[SET TASK 1]: Extract each line of the listing below that contains the word "windshield".

[PAGE]:
☆ ☆ ☆ ☆ ☆

Plaintiff First Assembly of God of Naples, Florida, Inc. ("First Assembly") operates a homeless shelter on the grounds of its church. The church is located on a six acre parcel of land in Collier County, Florida in an area which is zoned RMF-6, for multi-family residential use. On November 15, 1983 First Assembly was granted a provisional use permit by the Collier County Board of Zoning Appeals to operate a church on the property. Collier County Zoning Ordinance 82-2, in effect at that time, defined a church as "a building used as a place of worship and religious education, and for customary accessory uses, by a body or organization of religious believers."
In November, 1990, First Assembly opened a shelter for the homeless on its property. The shelter was located in a building that had previously been used as a clubhouse and a day care center.[1] The complaint states that the shelter has, at times, housed a maximum of twenty eight people.
In April, 1991, a county official charged that maintenance of the shelter constituted a zoning violation. The county Code Enforcement Board ("CEB") held five hearings on the matter and issued a written determination on August 12, 1991 that First Assembly was in violation of several zoning ordinances. The CEB found that the shelter was not a "customary accessory use" of the church property and that the applicable zoning and housing codes did not permit the premises to be used for housing the number of people residing at the shelter. The CEB further found that First Assembly had not applied for a provisional use permit to maintain a homeless shelter on its premises. First Assembly was required to correct the violations by closing the shelter within three days or pay a fine of over $250 per day that the shelter remained open thereafter.
The shelter has now been closed. Plaintiffs assert that the mortgage holder on the church property threatened to foreclose on the mortgage if a lien was placed on the property by the county to recover any fines levied by the CEB. Plaintiffs' motion requests *385 the Court to enjoin the Defendants from enforcement of the zoning ordinances.

☆ ☆ ☆ ☆ ☆

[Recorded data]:
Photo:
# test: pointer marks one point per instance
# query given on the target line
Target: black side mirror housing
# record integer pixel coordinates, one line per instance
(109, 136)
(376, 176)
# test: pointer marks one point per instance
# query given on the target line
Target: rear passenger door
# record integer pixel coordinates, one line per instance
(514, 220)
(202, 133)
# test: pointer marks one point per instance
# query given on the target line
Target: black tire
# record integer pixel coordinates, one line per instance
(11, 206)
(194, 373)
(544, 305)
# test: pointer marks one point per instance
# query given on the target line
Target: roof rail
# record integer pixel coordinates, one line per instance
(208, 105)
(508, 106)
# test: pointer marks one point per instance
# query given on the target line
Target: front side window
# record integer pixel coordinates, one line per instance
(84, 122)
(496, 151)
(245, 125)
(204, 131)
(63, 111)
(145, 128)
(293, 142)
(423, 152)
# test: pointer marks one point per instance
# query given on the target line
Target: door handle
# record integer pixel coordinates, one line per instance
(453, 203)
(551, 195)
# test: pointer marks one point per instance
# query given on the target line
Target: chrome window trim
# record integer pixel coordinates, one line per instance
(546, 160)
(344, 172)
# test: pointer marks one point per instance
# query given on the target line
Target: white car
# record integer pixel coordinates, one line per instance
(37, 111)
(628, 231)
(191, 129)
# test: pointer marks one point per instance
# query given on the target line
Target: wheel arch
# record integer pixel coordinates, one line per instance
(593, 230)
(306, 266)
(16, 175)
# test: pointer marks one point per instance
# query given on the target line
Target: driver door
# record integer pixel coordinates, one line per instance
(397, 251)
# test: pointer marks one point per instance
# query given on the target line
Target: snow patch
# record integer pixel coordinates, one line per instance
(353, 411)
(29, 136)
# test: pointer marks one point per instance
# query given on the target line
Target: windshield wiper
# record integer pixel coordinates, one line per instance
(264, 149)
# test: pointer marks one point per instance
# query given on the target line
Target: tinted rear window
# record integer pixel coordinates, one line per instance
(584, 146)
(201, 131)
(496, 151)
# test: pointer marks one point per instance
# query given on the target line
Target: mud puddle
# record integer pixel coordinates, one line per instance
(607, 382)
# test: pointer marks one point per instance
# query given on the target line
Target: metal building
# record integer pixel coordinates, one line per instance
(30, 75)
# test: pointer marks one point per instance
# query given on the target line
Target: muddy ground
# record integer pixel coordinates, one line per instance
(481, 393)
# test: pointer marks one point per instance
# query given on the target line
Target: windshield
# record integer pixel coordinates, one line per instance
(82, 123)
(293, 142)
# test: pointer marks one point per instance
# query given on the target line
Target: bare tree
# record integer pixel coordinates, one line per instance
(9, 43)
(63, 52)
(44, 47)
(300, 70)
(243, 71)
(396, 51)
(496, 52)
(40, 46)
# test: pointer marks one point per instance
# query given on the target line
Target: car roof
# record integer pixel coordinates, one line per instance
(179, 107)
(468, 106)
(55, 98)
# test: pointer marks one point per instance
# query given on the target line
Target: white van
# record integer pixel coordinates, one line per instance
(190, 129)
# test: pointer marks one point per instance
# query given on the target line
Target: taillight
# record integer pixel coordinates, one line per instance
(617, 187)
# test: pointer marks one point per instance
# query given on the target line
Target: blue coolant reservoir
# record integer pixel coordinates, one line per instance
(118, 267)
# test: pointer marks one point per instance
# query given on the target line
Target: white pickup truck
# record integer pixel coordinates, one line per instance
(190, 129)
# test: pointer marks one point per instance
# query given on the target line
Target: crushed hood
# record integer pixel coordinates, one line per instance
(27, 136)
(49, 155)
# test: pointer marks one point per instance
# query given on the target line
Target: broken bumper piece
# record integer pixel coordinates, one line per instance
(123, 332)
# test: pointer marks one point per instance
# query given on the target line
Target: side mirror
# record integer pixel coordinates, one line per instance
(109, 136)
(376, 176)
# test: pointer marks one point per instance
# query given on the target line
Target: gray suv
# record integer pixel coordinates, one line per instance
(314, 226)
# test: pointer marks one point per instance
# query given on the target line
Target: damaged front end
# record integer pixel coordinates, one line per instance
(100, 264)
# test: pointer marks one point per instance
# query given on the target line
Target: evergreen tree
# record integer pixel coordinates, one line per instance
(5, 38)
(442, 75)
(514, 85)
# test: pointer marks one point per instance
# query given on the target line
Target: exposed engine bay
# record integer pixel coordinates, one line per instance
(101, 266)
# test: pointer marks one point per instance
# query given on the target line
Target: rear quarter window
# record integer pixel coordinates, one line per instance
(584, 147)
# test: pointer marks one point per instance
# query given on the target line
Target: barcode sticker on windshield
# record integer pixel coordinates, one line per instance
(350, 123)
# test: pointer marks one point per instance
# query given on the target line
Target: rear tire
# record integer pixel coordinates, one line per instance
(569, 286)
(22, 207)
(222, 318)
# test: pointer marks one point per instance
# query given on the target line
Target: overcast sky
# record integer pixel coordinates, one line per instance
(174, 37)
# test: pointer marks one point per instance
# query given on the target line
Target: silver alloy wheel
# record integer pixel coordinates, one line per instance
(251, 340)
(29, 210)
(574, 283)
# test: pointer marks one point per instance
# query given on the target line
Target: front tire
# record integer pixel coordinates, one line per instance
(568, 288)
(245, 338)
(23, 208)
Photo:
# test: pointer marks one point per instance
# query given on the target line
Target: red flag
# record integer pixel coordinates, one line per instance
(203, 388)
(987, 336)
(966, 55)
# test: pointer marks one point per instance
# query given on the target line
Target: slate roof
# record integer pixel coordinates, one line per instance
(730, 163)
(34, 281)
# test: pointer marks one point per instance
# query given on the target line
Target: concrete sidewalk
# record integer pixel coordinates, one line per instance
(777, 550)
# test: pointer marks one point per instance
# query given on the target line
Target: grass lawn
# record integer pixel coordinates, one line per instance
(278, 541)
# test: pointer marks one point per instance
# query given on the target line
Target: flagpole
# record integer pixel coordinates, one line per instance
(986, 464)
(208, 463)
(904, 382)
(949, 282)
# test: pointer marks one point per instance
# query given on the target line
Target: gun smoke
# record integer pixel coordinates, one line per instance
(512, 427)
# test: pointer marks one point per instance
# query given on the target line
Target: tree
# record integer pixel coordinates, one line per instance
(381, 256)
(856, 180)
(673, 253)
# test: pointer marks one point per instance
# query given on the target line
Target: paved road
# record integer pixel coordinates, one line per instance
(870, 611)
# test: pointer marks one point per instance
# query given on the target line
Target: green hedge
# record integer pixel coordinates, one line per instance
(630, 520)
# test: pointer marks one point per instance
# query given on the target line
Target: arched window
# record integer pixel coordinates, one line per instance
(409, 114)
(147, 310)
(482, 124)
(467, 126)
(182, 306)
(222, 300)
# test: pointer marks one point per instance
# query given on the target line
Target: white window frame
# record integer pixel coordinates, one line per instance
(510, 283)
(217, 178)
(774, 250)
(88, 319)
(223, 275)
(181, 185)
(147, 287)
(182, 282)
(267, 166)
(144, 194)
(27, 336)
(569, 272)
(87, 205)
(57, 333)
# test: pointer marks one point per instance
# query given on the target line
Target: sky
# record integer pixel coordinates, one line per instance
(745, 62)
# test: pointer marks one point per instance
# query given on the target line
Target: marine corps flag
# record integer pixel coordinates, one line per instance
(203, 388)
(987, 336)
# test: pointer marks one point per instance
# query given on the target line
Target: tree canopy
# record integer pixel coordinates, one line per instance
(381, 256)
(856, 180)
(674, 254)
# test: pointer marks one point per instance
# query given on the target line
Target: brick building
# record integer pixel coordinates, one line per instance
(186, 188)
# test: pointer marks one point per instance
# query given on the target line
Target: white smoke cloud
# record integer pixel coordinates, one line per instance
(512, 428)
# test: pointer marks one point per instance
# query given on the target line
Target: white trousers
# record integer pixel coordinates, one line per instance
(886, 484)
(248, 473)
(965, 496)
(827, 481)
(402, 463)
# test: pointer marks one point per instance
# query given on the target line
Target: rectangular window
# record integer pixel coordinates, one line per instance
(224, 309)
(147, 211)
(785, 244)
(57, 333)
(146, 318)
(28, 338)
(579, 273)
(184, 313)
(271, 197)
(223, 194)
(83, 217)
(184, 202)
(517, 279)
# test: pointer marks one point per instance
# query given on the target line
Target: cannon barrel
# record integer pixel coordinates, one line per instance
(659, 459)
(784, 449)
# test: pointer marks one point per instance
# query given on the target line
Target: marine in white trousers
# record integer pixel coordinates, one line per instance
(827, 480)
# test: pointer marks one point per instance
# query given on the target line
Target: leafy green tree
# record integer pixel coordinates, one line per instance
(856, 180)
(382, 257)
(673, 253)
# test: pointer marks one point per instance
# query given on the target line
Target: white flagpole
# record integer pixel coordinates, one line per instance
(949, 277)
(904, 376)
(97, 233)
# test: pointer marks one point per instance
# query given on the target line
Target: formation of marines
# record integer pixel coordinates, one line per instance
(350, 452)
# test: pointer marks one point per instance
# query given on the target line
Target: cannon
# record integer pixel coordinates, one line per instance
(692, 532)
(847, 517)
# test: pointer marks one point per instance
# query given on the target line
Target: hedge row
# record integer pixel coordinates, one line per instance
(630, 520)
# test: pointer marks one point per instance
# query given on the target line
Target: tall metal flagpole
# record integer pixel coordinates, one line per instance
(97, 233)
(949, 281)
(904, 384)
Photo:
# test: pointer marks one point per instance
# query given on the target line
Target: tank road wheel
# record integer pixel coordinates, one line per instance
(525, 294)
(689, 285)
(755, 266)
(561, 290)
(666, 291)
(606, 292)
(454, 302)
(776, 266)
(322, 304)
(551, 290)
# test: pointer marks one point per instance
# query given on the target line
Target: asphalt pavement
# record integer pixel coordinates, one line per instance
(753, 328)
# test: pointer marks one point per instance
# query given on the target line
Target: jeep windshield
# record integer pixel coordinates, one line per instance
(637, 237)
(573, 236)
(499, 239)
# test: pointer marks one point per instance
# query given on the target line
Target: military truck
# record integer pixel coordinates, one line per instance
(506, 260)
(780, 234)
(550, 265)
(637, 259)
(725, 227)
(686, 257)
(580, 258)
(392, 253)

☆ ☆ ☆ ☆ ☆

[SET TASK 2]: Proceed with the text about the church's homeless shelter by writing what follows its final sentence.

[EXERCISE ANSWER 1]:
Target: windshield wiper
Target: windshield
Target: barcode sticker on windshield
Target: jeep windshield

[EXERCISE ANSWER 2]:
A movant for a temporary restraining order or preliminary injunction must show:
(1) a substantial likelihood that he will eventually prevail on the merits; (2) that he will suffer irreparable injury unless the injunction issues; (3) that the threatened injury to the movant outweighs whatever damage the proposed injunction may cause the opposing party; and (4) that the injunction, if issued, would not be adverse to the public interest.
Zardui-Quintana v. Richard, 768 F.2d 1213, 1216 (11th Cir.1985) (citation omitted). Moreover, "[t]he preliminary injunction is an extraordinary and drastic remedy not to be granted unless the movant ``clearly carries the burden of persuasion' as to the four prerequisites." Zardui-Quintana, at 1216.
Plaintiffs have alleged two distinct theories of relief: (1) that the zoning ordinances violate the Plaintiffs' First Amendment right to free exercise of religion, and (2) that the zoning ordinances are void as violative of the Plaintiffs' Fourteenth Amendment right to procedural due process. Although these theories are entirely separate from one another, the parties have frequently blurred the distinction between them in their briefs and oral argument.[2] Each theory will be discussed separately.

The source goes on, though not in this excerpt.